Task requirements ::
Reproduce the passage on salt in high-street salads below word for word, in full.

Document extract ::
Update:We published this originally with a factually incorrect headline: McDonald's Salads Are Stuffed With More Salt Than A Big Mac - What Are The Other High Street Sinners?. This implies that all McDonald's salads contain more salt than a Big Mac which isn't true - we were referring to one product, the crispy chicken and bacon salad which has more salt than one of their hamburgers, not a Big Mac. We've also added measurements to the article below.
Restaurants, cafes and supermarkets have been stuffing their supposedly 'healthy' salads with salt, and it appears even the superfood, detox and health conscious salads have not escaped.

Source information ::

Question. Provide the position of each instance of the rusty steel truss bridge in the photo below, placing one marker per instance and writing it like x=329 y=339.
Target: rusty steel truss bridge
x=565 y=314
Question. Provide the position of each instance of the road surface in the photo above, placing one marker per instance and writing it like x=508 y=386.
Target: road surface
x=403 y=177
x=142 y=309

Task answer ::
Update:We published this originally with a factually incorrect headline: McDonald's Salads Are Stuffed With More Salt Than A Big Mac - What Are The Other High Street Sinners?. This implies that all McDonald's salads contain more salt than a Big Mac which isn't true - we were referring to one product, the crispy chicken and bacon salad which has more salt than one of their hamburgers, not a Big Mac. We've also added measurements to the article below.
Restaurants, cafes and supermarkets have been stuffing their supposedly 'healthy' salads with salt, and it appears even the superfood, detox and health conscious salads have not escaped.